Start of Block

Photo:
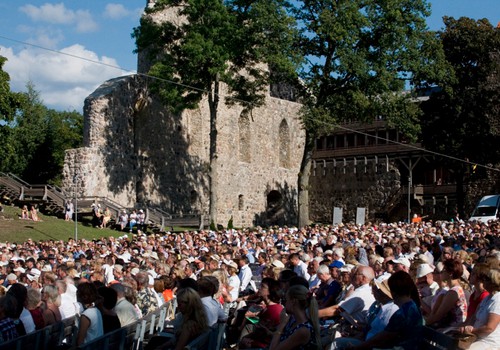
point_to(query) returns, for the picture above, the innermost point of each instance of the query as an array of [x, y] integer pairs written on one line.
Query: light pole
[[409, 198], [75, 180]]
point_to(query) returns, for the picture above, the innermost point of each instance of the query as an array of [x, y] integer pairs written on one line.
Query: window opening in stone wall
[[244, 138], [193, 197], [360, 140], [382, 137], [350, 140], [241, 202], [340, 141], [330, 142], [273, 200], [284, 144], [319, 143]]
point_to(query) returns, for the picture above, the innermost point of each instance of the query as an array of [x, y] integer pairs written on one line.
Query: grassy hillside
[[13, 229]]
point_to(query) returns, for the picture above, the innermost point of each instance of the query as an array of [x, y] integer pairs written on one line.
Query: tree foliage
[[463, 119], [361, 55], [209, 42], [33, 137]]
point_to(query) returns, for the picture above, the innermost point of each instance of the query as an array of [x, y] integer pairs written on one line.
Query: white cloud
[[50, 13], [116, 11], [85, 23], [63, 81], [48, 37], [59, 14]]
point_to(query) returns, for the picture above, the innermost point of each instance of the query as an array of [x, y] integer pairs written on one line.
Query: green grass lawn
[[13, 229]]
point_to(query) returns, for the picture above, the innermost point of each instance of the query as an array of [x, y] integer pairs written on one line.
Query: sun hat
[[384, 287], [424, 270]]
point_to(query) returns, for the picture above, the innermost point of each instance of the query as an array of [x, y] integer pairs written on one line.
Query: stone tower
[[136, 153]]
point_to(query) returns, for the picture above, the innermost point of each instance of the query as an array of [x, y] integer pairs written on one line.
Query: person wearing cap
[[426, 250], [132, 220], [125, 311], [403, 330], [485, 323], [478, 275], [357, 303], [123, 219], [11, 279], [245, 276], [141, 221], [451, 309], [426, 285], [401, 264], [299, 267], [67, 307], [233, 279], [106, 217], [338, 255], [379, 314], [329, 288], [312, 268], [146, 300]]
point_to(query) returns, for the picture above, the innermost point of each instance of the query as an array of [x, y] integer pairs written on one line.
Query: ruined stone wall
[[349, 187]]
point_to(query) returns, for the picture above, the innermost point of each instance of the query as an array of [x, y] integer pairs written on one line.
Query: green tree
[[362, 54], [217, 42], [9, 103], [34, 138], [29, 131], [64, 131], [462, 120]]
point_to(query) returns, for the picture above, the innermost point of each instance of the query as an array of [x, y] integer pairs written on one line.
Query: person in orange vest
[[416, 219]]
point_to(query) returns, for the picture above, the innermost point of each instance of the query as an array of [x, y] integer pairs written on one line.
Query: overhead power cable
[[189, 87]]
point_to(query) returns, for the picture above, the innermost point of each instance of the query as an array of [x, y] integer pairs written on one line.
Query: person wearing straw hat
[[426, 285], [379, 314]]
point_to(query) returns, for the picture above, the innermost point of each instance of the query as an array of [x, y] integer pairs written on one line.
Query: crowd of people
[[345, 286]]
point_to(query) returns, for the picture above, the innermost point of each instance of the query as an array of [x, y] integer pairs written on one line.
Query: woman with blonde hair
[[485, 322], [52, 301], [191, 322], [299, 327], [33, 304], [451, 308], [222, 294]]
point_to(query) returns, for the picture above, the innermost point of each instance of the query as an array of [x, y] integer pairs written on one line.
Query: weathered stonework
[[351, 187], [135, 151]]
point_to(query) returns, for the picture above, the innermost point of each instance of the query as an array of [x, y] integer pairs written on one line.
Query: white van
[[487, 209]]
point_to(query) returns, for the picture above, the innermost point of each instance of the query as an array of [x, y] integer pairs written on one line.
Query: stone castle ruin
[[136, 153]]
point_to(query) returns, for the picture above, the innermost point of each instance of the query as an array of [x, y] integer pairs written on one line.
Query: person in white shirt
[[245, 275], [314, 280], [233, 280], [207, 287], [68, 302], [125, 311], [299, 267]]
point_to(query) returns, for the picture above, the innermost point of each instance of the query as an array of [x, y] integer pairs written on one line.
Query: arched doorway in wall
[[275, 211], [244, 138]]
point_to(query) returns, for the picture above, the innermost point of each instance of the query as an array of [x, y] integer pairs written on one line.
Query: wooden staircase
[[52, 199]]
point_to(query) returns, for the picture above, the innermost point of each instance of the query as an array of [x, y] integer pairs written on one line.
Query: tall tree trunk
[[303, 180], [460, 192], [213, 101]]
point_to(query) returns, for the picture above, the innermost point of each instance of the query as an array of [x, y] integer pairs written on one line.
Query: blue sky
[[99, 31]]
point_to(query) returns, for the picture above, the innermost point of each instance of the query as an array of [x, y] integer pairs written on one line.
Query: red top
[[474, 302]]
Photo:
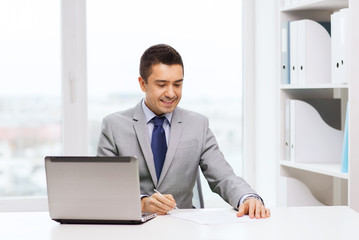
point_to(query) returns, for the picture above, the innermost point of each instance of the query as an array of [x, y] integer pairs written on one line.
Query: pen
[[162, 196]]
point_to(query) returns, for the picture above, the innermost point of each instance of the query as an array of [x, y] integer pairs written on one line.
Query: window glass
[[206, 33], [30, 114]]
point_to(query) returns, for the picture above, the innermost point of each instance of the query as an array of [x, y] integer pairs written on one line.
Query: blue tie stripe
[[158, 144]]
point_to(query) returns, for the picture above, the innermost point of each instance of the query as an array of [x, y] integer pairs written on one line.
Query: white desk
[[285, 223]]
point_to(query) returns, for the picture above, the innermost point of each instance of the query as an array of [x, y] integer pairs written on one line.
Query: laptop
[[94, 190]]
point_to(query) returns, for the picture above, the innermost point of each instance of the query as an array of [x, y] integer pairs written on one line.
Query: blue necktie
[[158, 144]]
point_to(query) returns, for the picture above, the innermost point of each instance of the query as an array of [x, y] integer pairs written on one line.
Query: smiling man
[[170, 143]]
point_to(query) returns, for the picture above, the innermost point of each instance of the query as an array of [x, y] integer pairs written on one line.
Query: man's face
[[163, 88]]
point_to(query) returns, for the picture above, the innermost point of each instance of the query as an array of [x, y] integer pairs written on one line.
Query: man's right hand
[[157, 203]]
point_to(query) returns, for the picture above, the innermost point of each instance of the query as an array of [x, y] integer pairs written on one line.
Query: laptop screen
[[93, 188]]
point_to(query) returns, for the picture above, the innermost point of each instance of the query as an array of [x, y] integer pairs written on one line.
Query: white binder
[[310, 57], [312, 140], [314, 57], [340, 46], [285, 53], [293, 43]]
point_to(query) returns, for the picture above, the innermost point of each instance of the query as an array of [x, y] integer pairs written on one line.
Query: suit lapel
[[175, 136], [140, 126]]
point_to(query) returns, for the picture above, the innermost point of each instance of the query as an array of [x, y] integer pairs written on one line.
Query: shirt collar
[[149, 114]]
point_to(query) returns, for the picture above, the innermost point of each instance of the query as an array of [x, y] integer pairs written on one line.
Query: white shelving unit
[[326, 181]]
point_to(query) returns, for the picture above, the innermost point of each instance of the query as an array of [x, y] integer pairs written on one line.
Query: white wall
[[264, 78]]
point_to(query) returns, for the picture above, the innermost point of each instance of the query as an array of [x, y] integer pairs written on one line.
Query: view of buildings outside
[[207, 34]]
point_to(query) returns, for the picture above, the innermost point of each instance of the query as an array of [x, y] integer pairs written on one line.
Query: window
[[30, 102], [208, 36]]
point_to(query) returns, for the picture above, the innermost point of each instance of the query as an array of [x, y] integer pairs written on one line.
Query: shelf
[[329, 169], [317, 5], [317, 86]]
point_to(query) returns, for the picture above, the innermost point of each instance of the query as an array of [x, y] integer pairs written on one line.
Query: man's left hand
[[254, 208]]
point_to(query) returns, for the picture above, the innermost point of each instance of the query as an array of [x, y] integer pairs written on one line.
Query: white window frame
[[74, 94]]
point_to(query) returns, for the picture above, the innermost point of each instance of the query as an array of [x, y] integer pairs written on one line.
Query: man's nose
[[170, 93]]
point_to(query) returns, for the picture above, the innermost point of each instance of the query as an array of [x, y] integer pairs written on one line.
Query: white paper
[[211, 216]]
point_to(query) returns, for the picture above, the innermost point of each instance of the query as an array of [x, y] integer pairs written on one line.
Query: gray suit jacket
[[191, 144]]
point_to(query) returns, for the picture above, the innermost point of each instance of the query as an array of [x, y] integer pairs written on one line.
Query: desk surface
[[285, 223]]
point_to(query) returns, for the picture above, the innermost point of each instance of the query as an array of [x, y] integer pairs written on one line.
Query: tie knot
[[158, 121]]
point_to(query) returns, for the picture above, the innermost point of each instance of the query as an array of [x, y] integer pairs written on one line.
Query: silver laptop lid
[[93, 188]]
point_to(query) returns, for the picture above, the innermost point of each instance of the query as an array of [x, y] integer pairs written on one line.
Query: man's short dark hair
[[160, 53]]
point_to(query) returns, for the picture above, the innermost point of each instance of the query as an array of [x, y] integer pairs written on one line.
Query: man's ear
[[142, 83]]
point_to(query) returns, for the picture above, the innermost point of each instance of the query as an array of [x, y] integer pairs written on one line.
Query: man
[[170, 143]]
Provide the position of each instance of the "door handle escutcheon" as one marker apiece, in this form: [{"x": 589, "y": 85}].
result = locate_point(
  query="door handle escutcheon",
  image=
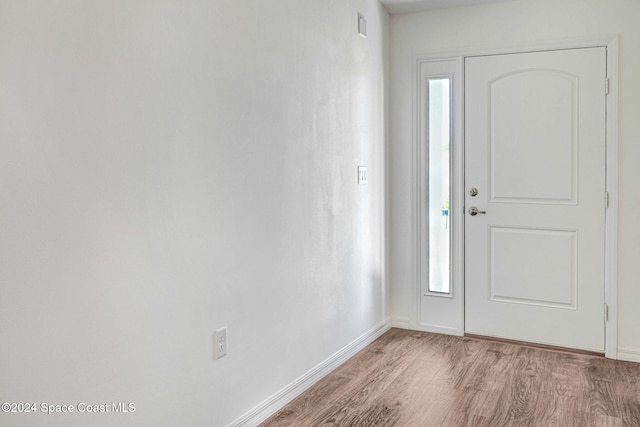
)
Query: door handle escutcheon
[{"x": 473, "y": 211}]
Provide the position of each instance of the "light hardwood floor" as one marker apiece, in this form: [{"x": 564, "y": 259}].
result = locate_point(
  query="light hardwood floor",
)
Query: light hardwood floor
[{"x": 408, "y": 378}]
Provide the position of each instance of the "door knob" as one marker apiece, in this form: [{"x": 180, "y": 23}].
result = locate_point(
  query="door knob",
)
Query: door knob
[{"x": 473, "y": 211}]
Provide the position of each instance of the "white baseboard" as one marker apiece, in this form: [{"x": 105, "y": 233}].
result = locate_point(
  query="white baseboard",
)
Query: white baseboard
[
  {"x": 629, "y": 354},
  {"x": 400, "y": 322},
  {"x": 293, "y": 390},
  {"x": 425, "y": 327}
]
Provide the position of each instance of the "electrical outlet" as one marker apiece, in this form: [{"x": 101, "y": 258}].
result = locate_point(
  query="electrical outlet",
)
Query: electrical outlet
[{"x": 220, "y": 342}]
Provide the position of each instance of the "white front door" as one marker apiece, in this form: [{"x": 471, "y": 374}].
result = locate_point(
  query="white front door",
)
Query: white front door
[{"x": 535, "y": 152}]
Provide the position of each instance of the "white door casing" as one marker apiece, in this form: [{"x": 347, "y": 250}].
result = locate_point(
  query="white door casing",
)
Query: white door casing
[{"x": 535, "y": 150}]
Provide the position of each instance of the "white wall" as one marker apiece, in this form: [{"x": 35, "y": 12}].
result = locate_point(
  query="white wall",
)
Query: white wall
[
  {"x": 171, "y": 167},
  {"x": 509, "y": 24}
]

End of Block

Each line above where the word "apiece" occurs should be copied out.

Provide the position of each instance of the "door handle escutcheon" as one marker apiece, in this form: [{"x": 589, "y": 85}].
Provide the position of each instance of the "light hardwood floor" as one marker apiece, in this form: [{"x": 564, "y": 259}].
Provide the position of each instance of the "door knob" as one marker apiece, in this form: [{"x": 180, "y": 23}].
Provide the position of each instance of the "white baseboard" as one marker apiece, in this form: [{"x": 105, "y": 233}].
Provide the position of each instance of the "electrical outlet" as one marker apiece, in this form: [{"x": 101, "y": 258}].
Provide the position of each instance of the "white front door" as one marker apiece, in this form: [{"x": 471, "y": 374}].
Provide the position of each instance of the "white door casing" as one marker apiece, in this form: [{"x": 347, "y": 250}].
Provide the position of each instance of the "white wall" as one marker apiece, in this form: [{"x": 35, "y": 12}].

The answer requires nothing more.